§ **Stated task**
Count the lines below that contain the string "target", and state only the number.

§ **Records from a collection**
_ _ _ _ _

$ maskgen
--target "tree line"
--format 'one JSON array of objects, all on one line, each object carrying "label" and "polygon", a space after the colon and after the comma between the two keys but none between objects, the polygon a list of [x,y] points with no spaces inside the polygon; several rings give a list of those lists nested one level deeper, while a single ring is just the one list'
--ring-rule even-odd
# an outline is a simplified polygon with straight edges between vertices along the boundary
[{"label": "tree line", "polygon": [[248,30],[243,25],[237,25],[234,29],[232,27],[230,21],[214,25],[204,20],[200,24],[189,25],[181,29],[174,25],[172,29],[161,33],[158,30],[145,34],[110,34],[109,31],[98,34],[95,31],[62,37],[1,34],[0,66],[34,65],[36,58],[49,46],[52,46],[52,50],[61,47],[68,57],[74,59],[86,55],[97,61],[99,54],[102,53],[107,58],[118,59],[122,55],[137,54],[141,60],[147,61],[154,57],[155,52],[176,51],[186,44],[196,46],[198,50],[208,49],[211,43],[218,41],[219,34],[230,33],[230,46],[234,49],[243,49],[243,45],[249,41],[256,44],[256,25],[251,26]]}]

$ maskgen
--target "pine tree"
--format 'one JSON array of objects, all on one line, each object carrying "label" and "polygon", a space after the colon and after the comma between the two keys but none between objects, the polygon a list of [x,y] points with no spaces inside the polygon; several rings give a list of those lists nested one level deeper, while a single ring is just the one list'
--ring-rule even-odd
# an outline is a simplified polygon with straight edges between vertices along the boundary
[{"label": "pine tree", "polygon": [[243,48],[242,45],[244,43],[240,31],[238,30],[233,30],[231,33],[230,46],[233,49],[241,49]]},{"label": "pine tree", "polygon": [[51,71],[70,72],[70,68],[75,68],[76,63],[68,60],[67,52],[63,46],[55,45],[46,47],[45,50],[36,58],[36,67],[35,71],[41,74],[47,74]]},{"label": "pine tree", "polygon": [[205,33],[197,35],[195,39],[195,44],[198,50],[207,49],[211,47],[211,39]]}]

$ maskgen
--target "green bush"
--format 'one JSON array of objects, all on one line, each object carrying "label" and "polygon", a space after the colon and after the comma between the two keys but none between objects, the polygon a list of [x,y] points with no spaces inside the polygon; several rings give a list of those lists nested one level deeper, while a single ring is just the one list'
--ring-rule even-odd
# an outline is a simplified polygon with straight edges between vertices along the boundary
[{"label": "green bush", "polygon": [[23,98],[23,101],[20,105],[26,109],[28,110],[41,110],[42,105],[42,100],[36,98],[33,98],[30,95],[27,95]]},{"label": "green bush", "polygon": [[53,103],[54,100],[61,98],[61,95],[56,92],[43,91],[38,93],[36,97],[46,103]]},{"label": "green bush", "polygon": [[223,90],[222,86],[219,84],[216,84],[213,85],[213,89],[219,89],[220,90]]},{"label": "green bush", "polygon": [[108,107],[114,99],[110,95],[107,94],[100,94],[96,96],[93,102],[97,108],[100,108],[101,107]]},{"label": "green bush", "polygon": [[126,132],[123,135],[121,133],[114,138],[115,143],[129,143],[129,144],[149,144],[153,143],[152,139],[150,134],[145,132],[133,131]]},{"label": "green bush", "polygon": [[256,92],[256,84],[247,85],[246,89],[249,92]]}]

_ _ _ _ _

§ **Written solution**
3